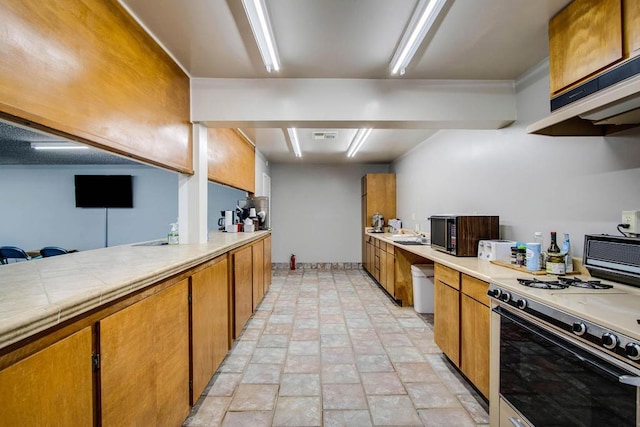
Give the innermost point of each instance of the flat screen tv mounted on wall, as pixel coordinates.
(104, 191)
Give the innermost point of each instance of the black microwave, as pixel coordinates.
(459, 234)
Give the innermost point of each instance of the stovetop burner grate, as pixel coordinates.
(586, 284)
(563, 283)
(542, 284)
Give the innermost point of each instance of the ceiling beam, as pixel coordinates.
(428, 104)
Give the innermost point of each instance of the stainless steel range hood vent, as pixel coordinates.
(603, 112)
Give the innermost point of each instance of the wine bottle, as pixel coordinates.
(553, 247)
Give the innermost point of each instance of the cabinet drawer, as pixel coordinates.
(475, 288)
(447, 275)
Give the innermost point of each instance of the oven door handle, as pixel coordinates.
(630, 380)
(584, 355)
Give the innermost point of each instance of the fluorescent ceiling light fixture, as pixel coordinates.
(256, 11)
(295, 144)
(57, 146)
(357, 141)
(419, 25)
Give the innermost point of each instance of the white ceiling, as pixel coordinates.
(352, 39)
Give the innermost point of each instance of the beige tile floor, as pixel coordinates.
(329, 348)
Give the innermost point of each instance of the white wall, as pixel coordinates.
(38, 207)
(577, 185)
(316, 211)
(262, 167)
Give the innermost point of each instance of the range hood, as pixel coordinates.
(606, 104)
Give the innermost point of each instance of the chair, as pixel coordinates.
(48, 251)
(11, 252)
************
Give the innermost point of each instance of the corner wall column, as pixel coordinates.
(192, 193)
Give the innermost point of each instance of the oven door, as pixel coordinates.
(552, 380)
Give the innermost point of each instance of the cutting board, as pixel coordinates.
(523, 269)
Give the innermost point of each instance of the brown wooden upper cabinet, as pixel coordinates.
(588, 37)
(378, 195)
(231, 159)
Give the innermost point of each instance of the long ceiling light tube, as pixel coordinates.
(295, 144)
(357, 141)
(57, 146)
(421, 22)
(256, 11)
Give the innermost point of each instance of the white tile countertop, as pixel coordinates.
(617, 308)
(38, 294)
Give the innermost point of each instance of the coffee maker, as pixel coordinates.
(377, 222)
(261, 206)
************
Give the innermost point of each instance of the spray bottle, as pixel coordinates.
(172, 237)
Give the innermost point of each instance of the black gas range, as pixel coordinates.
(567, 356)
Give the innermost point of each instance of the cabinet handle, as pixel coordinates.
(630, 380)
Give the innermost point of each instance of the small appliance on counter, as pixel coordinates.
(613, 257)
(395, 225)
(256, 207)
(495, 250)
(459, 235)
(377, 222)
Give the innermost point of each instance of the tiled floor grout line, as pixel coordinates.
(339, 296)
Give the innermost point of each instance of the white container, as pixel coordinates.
************
What is required: Reproduce the part of the listing above that opens with the line containing "cabinet handle, as pixel coordinates." and closes with the line containing "container, as pixel coordinates.", including both of those lines and keeping every line unchanged.

The output:
Give the innermost point of each instance of the cabinet handle, as pixel coordinates.
(630, 380)
Give the innermost point of each instance of the small appliance on counter, as pixel coordinates.
(613, 257)
(395, 225)
(256, 207)
(495, 250)
(459, 235)
(377, 222)
Give the innermost point of each instance of the tiled floor grout line, as pixel coordinates.
(339, 296)
Give the innermost point of each instance of the white container, as pixel coordinates.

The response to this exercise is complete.